→ **About this exercise**
Retype each entry exactly. Skip any pictures.

→ **Task input**
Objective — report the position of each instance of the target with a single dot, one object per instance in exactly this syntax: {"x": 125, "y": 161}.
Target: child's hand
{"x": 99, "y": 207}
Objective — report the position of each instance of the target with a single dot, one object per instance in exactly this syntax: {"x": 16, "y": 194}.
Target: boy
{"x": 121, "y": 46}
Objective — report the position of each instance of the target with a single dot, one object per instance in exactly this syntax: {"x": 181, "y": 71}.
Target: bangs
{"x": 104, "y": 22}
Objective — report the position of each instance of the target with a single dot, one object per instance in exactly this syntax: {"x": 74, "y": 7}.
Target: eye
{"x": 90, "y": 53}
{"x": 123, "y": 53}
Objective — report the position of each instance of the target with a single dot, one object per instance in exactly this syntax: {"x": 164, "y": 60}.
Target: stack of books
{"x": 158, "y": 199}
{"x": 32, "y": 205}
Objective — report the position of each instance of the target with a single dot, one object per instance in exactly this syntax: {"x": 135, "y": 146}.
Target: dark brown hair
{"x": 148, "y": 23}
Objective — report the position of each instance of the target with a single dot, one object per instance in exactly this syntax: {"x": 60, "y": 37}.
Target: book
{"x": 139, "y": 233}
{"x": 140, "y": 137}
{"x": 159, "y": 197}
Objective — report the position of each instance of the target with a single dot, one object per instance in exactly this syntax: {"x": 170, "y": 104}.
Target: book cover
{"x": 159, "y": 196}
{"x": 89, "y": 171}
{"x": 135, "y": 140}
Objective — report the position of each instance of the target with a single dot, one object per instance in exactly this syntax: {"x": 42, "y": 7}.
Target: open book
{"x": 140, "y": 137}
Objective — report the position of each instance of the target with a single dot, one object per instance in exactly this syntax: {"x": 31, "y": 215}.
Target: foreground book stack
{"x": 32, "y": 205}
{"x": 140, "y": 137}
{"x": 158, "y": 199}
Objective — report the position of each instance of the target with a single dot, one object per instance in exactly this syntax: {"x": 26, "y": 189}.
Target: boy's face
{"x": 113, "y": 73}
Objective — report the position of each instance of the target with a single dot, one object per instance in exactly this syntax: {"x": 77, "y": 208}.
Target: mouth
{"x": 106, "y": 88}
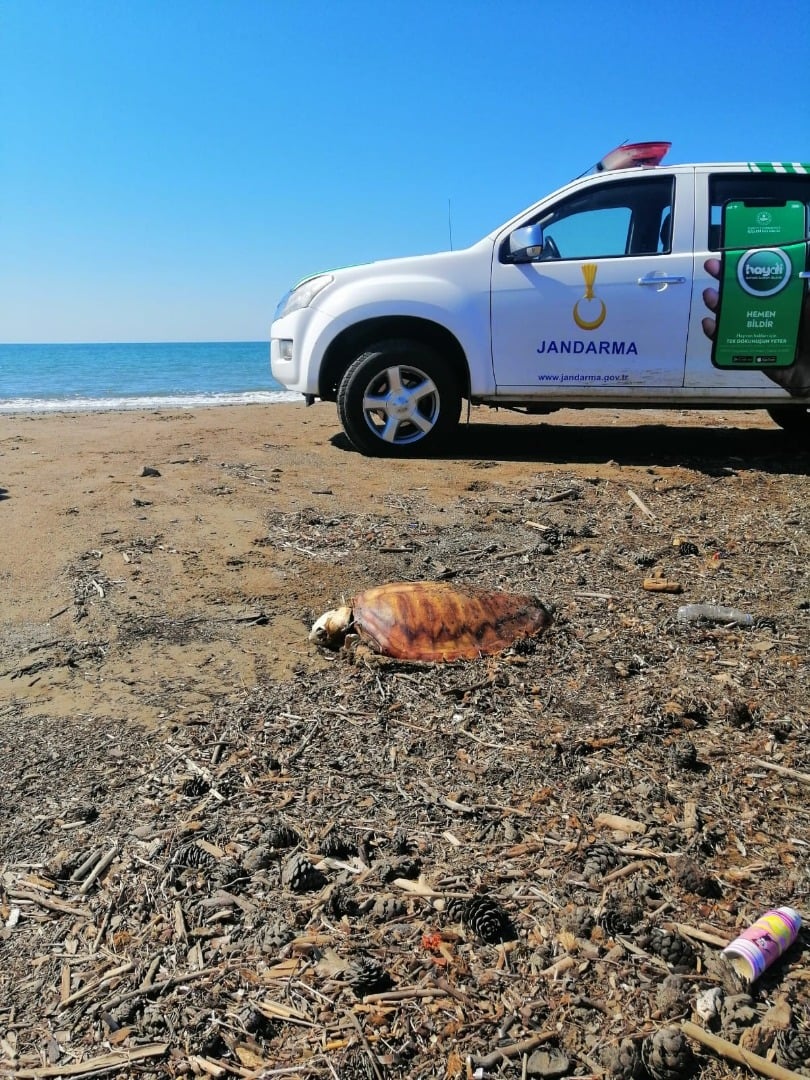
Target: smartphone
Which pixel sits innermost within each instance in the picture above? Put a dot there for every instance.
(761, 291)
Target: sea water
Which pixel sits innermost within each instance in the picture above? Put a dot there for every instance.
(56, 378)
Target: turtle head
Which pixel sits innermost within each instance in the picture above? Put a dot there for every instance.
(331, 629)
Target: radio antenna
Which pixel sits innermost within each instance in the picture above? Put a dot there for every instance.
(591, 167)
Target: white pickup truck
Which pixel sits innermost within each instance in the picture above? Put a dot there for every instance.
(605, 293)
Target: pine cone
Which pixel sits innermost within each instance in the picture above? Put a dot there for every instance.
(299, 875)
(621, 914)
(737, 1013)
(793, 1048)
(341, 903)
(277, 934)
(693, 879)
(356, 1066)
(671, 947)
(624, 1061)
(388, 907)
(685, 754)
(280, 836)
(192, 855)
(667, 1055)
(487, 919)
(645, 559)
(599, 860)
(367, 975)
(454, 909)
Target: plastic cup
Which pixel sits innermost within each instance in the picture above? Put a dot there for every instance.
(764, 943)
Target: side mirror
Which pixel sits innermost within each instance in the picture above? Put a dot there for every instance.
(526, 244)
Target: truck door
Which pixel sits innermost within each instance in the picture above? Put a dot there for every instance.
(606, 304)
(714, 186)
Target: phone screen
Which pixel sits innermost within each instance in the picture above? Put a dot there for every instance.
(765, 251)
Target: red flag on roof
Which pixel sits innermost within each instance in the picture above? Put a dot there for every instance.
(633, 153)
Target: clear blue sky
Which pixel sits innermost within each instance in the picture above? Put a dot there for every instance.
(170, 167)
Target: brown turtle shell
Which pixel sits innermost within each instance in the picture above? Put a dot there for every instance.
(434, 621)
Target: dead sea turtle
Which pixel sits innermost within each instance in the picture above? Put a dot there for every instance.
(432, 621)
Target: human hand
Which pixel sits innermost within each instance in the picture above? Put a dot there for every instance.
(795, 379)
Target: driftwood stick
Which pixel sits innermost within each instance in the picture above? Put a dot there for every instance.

→ **Answer**
Objective — report the position of each instance of the target with a single dot, one object per instance in exactly this syntax: {"x": 125, "y": 161}.
Target: child's hand
{"x": 99, "y": 207}
Objective — report the position of each instance of the target with a single dot, one object per instance in exactly this syntax: {"x": 16, "y": 194}.
Target: boy
{"x": 121, "y": 46}
Objective — report the position of each instance of the target with a single dot, one object per instance in exactly this syntax: {"x": 181, "y": 71}.
Target: bangs
{"x": 104, "y": 22}
Objective — report the position of each instance of the target with a single dot, one object per instance in exactly this syntax: {"x": 74, "y": 7}.
Target: eye
{"x": 90, "y": 53}
{"x": 123, "y": 53}
Objective — report the position of each instance of the target with a single dot, one object per instance in exactly this syntax: {"x": 164, "y": 60}.
Target: stack of books
{"x": 158, "y": 199}
{"x": 32, "y": 205}
Objective — report the position of each instance of the target with a single dot, one object per instance in exactly this syntax: {"x": 135, "y": 146}.
Target: dark brown hair
{"x": 148, "y": 23}
Objective — report the position of each instance of the target with a single dot, one object per instance in exactly this syntax: {"x": 60, "y": 37}.
Target: book
{"x": 139, "y": 233}
{"x": 140, "y": 137}
{"x": 159, "y": 197}
Objective — report the position of each instance of the target with a single dot, one object per instance in exactly this syntax: {"x": 170, "y": 104}.
Target: book cover
{"x": 159, "y": 196}
{"x": 89, "y": 171}
{"x": 135, "y": 140}
Objective — report the position of each instance of the target with a single dot, one object per instance in exactly this syntax: {"x": 42, "y": 7}.
Target: open book
{"x": 140, "y": 137}
Objective — report the position of each instance of the target with a single dot, one object per instance in exactly this syntax: {"x": 31, "y": 215}.
Target: foreground book stack
{"x": 32, "y": 205}
{"x": 140, "y": 137}
{"x": 158, "y": 199}
Objective — report the position of each instance of the target with a single dot, one object per instance in exactly this syntax: {"x": 26, "y": 189}.
Target: boy's face
{"x": 113, "y": 73}
Objective — report the position of each instance of the target with a single dot, one object per instance in exactly this syntax: {"x": 77, "y": 208}.
Target: mouth
{"x": 106, "y": 88}
Target: smartphone
Which pixel sits innermost within each instance in the picture above? Put a dot there for every instance.
(761, 291)
Target: sea water
Which pixel sits innermost within each instance in the picture above? Put a dot there for every instance.
(56, 378)
Target: turtle head
Which pixel sits innermost within each instance in the picture above? Put a dot there for every instance.
(331, 629)
Target: radio antenna
Which pixel sits innermost within each instance in the picture above? Put a dot there for every instance.
(591, 167)
Target: white pickup truck
Which pixel sits innermost within each instance in the picture above? Put a dot there for every instance.
(605, 293)
Target: pine cone
Which pixel sits innermost within each instance in the picture above? Put a dot there for every instance.
(299, 875)
(621, 914)
(737, 1013)
(793, 1048)
(341, 903)
(277, 934)
(693, 879)
(356, 1066)
(671, 947)
(624, 1061)
(388, 907)
(685, 754)
(280, 836)
(192, 855)
(667, 1055)
(487, 919)
(645, 559)
(599, 860)
(367, 975)
(454, 909)
Target: plastic cup
Which pixel sits innermost within each instance in the picture above? Put a dot there for every instance.
(764, 943)
Target: side mirror
Which pixel sits innermost within each instance in the picture above? Put a dot there for every instance.
(526, 244)
Target: truck door
Which pixel sits innermost within each instance in the picture above? Put a dot there for every instance.
(606, 304)
(714, 186)
Target: phone screen
Which pixel sits innermost within each instance in the picture above? Put a dot there for every instance.
(765, 251)
Target: red flag on roof
Which pixel sits innermost within each instance in the picture above? Put a dot there for every instance.
(633, 153)
Target: clear blue sky
Which pixel sits innermost within each instance in the picture above? Put a dot there for every instance.
(170, 167)
Target: brown turtle shell
Which pixel sits innermost within each instance in the picture above? Put a dot there for every instance.
(434, 621)
Target: dead sea turtle
Which pixel sits innermost within each instance in the picture above? Put a dot there for every instance.
(432, 621)
Target: human hand
Which pixel sits innermost within each instance in the picture above? Put a dot there for every instance.
(795, 379)
Target: driftwood stick
Which pixel sits innermost within each instance in the picture above? Put a dot there for every instance.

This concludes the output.